Los gestores estatales del dinero pueden prometer que preservarán su poder adquisitivo, pero son incompetentes para ello ya que es una tarea imposible de realizar mediante la planificación centralizada. Además los errores en la estabilización del valor del dinero no son aleatorios: la posibilidad de facilitar la financiación estatal mediante la inflación implica un sesgo sistemático hacia la pérdida de valor del dinero; la independencia de los bancos centrales a menudo no es real. La inflación además suele excusarse, o incluso falazmente justificarse, como una forma de estimular el crecimiento económico, o como un modo de evitar los presuntos graves peligros del abismo de la deflación.

La imposición de formas concretas de dinero puede aprovecharse por los Estados para obtener ingresos: el gobernante impone un dinero sobre cuya producción tiene alguna ventaja competitiva o monopolio; o el monarca recibe monedas buenas, manipula su contenido metálico quedándose con buena parte del mismo, y exige al gastarlas que circulen por su valor nominal o facial.

El Estado también puede aprovechar el intervencionismo monetario para reducir el coste de su endeudamiento (fomentando la compra de deuda estatal, lo que reduce su tipo de interés) o impagar parcialmente sus deudas de forma fraudulenta (sin reconocer el impago): la inflación reduce el valor real de las deudas, y el principal deudor suele ser el Estado, que es el agente con el poder para generarla.

Los billetes o depósitos (medios fiduciarios) que antes eran promesas de pago de los bancos centrales (o de algunos bancos privados) convertibles a la vista en cantidades específicas de oro, se transforman en billetes inconvertibles sin ninguna referencia o derecho real, entes abstractos sin posibilidad de concreción determinada, símbolos sin significado o referente estable y por lo tanto fácilmente manipulables: son las diversas divisas fiat nacionales o supranacionales, que pueden además devaluarse periódicamente según criterios políticos para impagar a los acreedores, especialmente a los extranjeros. El activo bancario que sirve como respaldo de billetes y depósitos ya no consiste en bienes privados de máxima liquidez, sino que se sustituye por la deuda estatal.

El dinero mercancía desaparece: no existe un bien con valor estable que se use como dinero, no es posible refugiarse en su posesión y atesorarlo como depósito fiable de valor. Los agentes pierden la costumbre de usar monedas de oro o plata en los intercambios (o medios de pago que se refieren a ellas), y su poder adquisitivo fluctúa dependiendo en gran medida de las manipulaciones de los bancos centrales (gestión de sus divisas y de sus grandes reservas de metales preciosos).

La depreciación sistemática del dinero estatal sólo puede afrontarse aceptando las pérdidas, gastándose el dinero, prestándoselo al Estado al comprar deuda pública, o asumiendo riesgos especulativos con posibilidad de ganancias o pérdidas (compra de materias primas, inmuebles, terrenos, activos financieros).

__Registros de datos__:
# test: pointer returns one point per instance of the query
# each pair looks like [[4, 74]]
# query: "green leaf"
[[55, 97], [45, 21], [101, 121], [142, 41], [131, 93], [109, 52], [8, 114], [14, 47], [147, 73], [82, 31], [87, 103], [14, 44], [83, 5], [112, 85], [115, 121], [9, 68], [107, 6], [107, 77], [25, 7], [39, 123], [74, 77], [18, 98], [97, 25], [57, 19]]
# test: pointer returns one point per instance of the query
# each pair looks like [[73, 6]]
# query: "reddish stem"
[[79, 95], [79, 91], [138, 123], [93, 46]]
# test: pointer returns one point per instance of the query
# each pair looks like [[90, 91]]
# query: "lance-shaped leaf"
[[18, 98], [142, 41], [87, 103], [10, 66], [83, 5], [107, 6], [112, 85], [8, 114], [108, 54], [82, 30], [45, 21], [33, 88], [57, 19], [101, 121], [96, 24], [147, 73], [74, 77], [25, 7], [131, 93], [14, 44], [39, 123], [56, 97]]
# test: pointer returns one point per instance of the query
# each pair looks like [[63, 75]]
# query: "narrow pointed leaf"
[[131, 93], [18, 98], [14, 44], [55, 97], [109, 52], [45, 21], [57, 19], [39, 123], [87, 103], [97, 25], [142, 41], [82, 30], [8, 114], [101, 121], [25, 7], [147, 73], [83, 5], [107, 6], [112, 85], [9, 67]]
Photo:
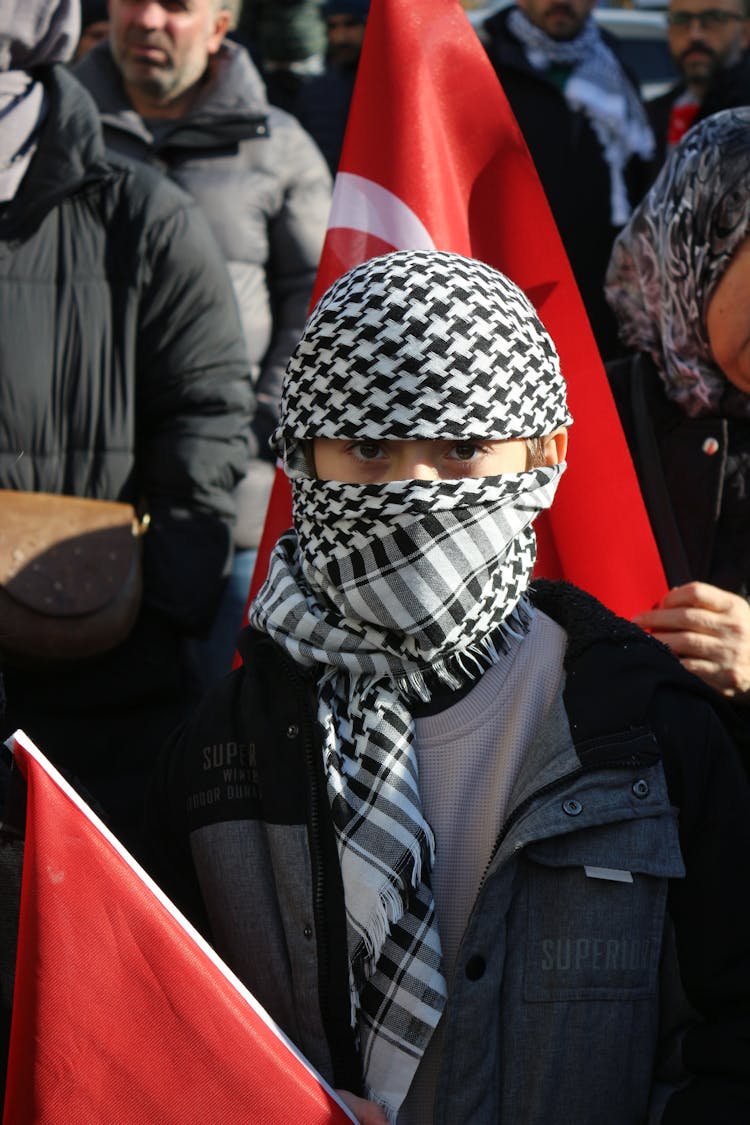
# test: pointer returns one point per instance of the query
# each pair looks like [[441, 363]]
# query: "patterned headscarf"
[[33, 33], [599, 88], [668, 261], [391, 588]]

__Consigna dada__:
Según el pasaje, ¿qué sustituye a los bienes privados de máxima liquidez como activo bancario que respalda billetes y depósitos?

__Ejercicio resuelto__:
La deuda estatal.